╭─ Texte fourni

La profession de pilote d’essais : Largages de charges et tirs de missiles (partie 2)

Toutes les charges largables en vol doivent par définition s’écarter de façon sûre de l’avion porteur au moment du largage.

Or, en fonction des conditions de vol et de sa configuration aérodynamique (avec d’autres charges extérieures) il y a autour de l’avion porteur, du fait de la vitesse et donc du déplacement de la masse d’air, un champ aérodynamique aux alentours immédiats de la structure souvent très perturbé.

Tirs de missiles et Largage de charges en Vol

Le premier effet est qu’une charge larguée peut, en quittant l’avion porteur, avoir une trajectoire telle qu’elle peut venir frapper soit la structure, soit les autres charges externes présentes. Ce n’est pas une hypothèse d’école, beaucoup d’avions d’armes se sont écrasés à la suite de tels phénomènes.

C’est donc une phase potentiellement dangereuse qu’il convient de baliser pas à pas sur l’avion final. Par exemple sous Mirage F1, le champ aérodynamique sous le fuselage est extrêmement perturbé à grand vitesse, phénomène aggravé par la sortie des aérofreins. Des ailettes de missiles accrochés en ventral ont été détruites en vol uniquement par les vibrations induites des filets d’air… on imagine les risques associés au tir de ces missiles dépourvus de ses gouvernes.

╰─

:: Tâche 1 ::
Recopiez intégralement le texte sur les largages de charges et les tirs de missiles.
Le texte ci-dessus et le listing n'ont aucun lien entre eux.

╭─ Données affichées

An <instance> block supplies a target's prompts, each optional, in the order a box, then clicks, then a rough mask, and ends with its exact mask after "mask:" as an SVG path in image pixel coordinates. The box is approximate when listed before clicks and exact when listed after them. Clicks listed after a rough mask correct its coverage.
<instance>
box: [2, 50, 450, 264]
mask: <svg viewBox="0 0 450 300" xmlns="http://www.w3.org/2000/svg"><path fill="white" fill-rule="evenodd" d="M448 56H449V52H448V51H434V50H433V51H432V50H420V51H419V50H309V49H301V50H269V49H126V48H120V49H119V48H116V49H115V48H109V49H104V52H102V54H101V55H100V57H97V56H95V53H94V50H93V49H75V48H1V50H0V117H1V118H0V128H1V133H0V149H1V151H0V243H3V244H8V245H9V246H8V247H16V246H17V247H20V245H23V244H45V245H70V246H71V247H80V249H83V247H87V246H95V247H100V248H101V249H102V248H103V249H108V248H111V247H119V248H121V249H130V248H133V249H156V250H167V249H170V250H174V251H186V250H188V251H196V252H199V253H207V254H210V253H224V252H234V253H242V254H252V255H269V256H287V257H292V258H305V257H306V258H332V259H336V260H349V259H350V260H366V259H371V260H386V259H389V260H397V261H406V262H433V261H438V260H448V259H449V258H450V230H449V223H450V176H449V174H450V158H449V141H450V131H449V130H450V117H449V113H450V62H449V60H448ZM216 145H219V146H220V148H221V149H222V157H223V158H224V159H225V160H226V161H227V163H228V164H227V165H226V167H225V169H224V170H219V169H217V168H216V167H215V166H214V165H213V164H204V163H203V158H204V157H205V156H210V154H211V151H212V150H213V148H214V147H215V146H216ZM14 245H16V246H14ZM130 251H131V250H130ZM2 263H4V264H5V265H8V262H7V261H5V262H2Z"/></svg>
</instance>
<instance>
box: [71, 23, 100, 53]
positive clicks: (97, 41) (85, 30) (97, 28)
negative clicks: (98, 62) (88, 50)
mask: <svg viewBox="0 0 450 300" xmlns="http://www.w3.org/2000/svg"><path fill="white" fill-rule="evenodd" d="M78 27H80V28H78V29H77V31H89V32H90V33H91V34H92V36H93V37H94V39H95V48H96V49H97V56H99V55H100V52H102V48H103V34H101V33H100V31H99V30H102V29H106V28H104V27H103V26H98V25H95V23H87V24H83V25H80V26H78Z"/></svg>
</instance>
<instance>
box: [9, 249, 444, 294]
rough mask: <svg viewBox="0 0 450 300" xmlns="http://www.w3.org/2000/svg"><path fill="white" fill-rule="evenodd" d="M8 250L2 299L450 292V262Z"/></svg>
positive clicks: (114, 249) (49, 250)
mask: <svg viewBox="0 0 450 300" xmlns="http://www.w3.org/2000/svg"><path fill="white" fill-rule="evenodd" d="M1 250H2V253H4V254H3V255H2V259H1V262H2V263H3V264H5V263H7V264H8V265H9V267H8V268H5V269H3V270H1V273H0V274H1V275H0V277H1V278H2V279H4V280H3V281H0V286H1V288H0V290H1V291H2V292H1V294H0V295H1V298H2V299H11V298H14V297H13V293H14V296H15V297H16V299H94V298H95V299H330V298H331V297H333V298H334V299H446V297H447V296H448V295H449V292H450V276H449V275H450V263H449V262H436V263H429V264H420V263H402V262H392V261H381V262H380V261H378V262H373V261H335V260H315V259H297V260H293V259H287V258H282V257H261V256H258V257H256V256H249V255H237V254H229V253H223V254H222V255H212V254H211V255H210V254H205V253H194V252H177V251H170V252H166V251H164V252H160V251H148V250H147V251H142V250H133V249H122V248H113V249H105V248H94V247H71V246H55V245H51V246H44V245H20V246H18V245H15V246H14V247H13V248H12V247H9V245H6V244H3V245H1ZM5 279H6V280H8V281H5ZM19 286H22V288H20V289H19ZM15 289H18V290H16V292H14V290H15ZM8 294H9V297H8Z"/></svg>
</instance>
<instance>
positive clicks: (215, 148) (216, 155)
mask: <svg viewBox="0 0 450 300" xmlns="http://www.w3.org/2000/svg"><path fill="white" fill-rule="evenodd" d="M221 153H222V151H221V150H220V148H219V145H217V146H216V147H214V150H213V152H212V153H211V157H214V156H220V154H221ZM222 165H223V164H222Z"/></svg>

╰─
╭─ Données affichées

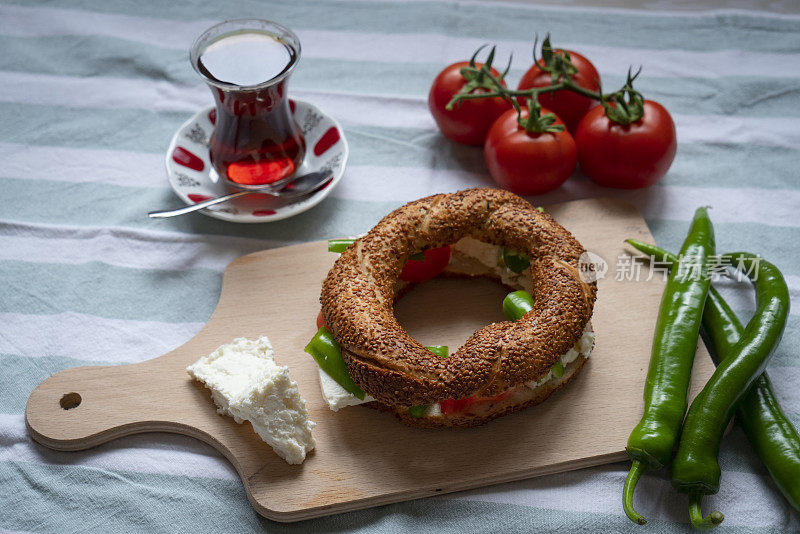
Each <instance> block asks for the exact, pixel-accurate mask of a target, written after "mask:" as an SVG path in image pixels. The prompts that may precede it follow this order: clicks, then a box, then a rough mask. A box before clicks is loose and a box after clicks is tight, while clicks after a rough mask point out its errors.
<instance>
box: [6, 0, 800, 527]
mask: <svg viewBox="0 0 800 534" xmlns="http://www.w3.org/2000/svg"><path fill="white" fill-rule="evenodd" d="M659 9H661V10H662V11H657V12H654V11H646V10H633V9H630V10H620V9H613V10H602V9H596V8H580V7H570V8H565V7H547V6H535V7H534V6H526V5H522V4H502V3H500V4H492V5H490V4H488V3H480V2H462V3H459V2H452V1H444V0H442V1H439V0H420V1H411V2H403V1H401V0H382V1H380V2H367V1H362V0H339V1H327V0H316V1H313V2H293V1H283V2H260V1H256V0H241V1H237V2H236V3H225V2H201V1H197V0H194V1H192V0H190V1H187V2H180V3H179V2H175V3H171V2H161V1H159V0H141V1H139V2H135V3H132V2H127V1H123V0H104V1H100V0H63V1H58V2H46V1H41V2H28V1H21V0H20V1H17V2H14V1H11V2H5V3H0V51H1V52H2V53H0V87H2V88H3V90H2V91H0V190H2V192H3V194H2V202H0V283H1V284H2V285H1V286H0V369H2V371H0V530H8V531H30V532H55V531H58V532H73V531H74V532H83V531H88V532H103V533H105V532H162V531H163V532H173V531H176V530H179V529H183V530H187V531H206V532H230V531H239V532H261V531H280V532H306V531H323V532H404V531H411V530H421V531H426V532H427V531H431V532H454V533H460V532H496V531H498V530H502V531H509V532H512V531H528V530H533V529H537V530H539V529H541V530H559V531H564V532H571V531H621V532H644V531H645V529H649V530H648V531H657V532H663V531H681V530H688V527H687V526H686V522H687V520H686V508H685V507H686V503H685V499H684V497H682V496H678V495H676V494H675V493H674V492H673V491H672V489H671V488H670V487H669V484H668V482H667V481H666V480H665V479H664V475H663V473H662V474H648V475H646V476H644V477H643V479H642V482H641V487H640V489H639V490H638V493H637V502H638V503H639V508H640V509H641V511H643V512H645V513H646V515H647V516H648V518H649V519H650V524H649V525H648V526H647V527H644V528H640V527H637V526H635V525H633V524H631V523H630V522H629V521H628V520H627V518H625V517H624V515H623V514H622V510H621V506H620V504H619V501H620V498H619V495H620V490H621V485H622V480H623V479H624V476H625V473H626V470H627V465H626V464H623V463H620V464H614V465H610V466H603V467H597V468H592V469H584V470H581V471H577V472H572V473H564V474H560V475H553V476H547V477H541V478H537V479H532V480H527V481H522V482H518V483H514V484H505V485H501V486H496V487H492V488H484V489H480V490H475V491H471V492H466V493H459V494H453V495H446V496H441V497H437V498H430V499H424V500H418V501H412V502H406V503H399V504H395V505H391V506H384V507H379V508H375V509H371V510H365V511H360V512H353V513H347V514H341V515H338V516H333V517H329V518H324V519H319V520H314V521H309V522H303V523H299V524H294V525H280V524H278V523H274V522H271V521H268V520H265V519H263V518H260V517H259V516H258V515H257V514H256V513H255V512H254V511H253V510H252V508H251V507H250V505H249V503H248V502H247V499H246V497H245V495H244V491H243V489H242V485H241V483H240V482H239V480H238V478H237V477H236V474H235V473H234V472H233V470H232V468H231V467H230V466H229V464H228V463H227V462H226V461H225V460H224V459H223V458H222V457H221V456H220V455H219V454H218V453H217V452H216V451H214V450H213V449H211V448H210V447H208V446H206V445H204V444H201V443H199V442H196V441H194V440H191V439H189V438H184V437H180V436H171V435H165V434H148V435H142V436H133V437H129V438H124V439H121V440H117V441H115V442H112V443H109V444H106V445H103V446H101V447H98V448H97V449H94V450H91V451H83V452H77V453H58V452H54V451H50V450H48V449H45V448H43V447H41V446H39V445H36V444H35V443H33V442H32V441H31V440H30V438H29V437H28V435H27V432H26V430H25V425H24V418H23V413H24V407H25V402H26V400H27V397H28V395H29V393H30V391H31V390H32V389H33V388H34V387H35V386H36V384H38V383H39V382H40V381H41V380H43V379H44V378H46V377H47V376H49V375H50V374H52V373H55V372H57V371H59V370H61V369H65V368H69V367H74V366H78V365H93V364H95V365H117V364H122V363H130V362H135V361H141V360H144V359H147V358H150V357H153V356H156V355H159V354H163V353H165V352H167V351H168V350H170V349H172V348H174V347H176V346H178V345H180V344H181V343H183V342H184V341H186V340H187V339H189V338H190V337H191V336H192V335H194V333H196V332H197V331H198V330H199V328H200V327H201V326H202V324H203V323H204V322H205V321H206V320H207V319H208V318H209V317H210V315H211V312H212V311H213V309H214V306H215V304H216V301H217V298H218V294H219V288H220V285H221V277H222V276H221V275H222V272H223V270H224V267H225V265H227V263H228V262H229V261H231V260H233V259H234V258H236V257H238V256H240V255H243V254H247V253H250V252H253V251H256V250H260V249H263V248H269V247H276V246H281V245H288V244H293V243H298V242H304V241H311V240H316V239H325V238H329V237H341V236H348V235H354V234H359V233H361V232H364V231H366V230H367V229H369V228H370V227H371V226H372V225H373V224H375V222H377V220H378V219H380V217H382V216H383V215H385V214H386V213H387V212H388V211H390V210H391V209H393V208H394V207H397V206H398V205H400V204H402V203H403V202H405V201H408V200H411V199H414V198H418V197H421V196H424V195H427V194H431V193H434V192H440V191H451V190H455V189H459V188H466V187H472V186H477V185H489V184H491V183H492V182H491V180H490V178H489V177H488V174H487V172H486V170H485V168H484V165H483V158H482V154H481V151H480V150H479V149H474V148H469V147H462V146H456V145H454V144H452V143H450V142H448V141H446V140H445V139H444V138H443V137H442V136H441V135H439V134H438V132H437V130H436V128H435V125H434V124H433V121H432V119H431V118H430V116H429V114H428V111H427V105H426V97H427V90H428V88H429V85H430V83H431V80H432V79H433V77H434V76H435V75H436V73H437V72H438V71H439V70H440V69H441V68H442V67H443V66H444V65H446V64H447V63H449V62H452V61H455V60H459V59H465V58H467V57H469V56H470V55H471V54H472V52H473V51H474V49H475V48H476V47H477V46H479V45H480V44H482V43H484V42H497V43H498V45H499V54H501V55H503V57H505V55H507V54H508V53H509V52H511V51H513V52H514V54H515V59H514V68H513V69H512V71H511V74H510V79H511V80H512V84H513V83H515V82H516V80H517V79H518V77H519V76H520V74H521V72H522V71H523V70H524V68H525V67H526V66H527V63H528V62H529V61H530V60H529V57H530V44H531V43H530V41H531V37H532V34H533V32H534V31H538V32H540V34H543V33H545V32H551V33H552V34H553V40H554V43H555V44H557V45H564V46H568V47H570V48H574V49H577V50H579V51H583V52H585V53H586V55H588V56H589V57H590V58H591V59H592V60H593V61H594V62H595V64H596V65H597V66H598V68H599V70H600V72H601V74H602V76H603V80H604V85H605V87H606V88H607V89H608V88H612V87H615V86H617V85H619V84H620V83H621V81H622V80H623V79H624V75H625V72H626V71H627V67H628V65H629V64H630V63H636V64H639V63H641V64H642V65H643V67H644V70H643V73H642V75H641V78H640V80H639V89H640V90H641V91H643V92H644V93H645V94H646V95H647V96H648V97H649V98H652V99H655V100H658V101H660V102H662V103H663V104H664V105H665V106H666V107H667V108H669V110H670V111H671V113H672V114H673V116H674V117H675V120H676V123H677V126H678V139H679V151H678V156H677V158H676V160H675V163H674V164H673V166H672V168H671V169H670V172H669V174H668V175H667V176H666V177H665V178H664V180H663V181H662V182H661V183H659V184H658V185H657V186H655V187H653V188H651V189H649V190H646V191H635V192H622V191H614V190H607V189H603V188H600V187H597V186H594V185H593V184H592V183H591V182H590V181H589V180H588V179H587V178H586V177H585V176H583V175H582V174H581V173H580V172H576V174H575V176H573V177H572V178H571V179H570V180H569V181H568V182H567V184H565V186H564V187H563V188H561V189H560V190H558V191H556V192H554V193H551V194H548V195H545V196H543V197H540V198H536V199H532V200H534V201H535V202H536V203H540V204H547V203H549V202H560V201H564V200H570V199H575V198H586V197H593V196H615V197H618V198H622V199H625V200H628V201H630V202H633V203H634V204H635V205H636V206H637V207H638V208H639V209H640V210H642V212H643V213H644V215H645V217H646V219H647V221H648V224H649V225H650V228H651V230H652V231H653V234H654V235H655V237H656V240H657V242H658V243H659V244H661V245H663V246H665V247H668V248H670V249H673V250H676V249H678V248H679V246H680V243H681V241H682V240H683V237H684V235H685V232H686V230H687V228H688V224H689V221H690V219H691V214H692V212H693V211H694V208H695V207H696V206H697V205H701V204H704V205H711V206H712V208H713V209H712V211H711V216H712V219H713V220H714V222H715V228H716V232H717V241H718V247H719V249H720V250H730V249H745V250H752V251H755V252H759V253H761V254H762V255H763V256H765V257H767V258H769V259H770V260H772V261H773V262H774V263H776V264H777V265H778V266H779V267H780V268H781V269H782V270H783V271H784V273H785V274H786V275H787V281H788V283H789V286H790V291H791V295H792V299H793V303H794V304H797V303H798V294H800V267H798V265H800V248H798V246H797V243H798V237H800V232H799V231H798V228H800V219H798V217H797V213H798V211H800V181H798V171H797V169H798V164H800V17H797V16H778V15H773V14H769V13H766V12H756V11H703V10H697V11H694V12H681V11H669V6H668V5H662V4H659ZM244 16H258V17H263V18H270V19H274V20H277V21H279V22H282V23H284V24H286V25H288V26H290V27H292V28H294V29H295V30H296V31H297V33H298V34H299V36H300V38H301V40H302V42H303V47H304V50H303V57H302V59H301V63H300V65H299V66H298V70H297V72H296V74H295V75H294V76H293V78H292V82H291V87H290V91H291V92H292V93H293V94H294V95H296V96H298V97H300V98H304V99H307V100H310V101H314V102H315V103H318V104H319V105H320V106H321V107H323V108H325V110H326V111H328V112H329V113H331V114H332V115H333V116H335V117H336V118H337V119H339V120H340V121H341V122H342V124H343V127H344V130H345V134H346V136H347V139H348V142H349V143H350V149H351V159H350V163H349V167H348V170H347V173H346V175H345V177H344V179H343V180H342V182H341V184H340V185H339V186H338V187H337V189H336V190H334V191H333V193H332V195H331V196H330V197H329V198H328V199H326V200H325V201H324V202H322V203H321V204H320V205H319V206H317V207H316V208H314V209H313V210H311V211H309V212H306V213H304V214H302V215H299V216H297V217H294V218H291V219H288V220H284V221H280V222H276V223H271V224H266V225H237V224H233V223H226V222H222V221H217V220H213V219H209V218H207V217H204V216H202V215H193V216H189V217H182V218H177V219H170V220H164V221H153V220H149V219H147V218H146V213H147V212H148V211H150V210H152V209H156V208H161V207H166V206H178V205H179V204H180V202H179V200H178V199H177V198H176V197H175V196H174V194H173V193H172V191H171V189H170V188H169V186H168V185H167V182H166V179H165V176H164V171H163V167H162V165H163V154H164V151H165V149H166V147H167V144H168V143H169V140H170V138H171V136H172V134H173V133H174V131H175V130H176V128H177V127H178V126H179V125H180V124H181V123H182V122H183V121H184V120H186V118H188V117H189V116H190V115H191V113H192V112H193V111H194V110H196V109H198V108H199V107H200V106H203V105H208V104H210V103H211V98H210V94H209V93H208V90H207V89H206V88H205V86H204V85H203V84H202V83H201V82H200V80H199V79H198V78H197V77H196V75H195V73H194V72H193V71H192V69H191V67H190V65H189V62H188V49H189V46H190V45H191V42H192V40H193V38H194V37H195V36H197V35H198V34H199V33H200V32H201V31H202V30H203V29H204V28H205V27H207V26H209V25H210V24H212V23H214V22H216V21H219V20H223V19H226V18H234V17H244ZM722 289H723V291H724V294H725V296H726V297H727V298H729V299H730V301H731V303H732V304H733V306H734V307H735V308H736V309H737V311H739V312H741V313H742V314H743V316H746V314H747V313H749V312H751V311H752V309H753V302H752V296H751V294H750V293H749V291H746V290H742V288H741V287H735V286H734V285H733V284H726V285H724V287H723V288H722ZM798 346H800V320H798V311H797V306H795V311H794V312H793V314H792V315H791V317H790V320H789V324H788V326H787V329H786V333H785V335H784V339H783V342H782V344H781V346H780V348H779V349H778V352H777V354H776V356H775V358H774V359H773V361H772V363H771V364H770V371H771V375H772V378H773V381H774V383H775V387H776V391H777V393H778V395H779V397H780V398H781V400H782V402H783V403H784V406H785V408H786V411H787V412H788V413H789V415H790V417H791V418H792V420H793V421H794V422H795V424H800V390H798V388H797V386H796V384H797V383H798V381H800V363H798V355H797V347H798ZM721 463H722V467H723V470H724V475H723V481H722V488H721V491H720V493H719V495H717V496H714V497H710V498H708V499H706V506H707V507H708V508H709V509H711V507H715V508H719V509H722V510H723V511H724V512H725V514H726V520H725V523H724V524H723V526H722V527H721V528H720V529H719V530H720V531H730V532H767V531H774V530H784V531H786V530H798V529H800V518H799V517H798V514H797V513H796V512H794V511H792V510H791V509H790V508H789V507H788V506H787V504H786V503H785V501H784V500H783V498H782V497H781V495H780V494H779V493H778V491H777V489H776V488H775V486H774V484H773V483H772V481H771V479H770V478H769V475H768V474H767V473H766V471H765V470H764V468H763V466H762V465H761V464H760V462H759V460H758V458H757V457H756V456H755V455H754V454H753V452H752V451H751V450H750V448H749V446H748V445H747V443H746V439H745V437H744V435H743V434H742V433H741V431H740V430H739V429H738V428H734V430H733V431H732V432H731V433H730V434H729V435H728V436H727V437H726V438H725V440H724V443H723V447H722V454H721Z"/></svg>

╰─

:: Tâche 2 ::
Reproduisez le listing depuis la ligne qui contient "An <instance> block" jusqu'à celle qui contient "box: [2, 50, 450, 264]", toutes deux comprises, en substituant "cues" à "prompts" sans rien modifier d'autre.

:: Réponse 1 ::
La profession de pilote d’essais : Largages de charges et tirs de missiles (partie 2)

Toutes les charges largables en vol doivent par définition s’écarter de façon sûre de l’avion porteur au moment du largage.

Or, en fonction des conditions de vol et de sa configuration aérodynamique (avec d’autres charges extérieures) il y a autour de l’avion porteur, du fait de la vitesse et donc du déplacement de la masse d’air, un champ aérodynamique aux alentours immédiats de la structure souvent très perturbé.

Tirs de missiles et Largage de charges en Vol

Le premier effet est qu’une charge larguée peut, en quittant l’avion porteur, avoir une trajectoire telle qu’elle peut venir frapper soit la structure, soit les autres charges externes présentes. Ce n’est pas une hypothèse d’école, beaucoup d’avions d’armes se sont écrasés à la suite de tels phénomènes.

C’est donc une phase potentiellement dangereuse qu’il convient de baliser pas à pas sur l’avion final. Par exemple sous Mirage F1, le champ aérodynamique sous le fuselage est extrêmement perturbé à grand vitesse, phénomène aggravé par la sortie des aérofreins. Des ailettes de missiles accrochés en ventral ont été détruites en vol uniquement par les vibrations induites des filets d’air… on imagine les risques associés au tir de ces missiles dépourvus de ses gouvernes.

:: Réponse 2 ::
An <instance> block supplies a target's cues, each optional, in the order a box, then clicks, then a rough mask, and ends with its exact mask after "mask:" as an SVG path in image pixel coordinates. The box is approximate when listed before clicks and exact when listed after them. Clicks listed after a rough mask correct its coverage.
<instance>
box: [2, 50, 450, 264]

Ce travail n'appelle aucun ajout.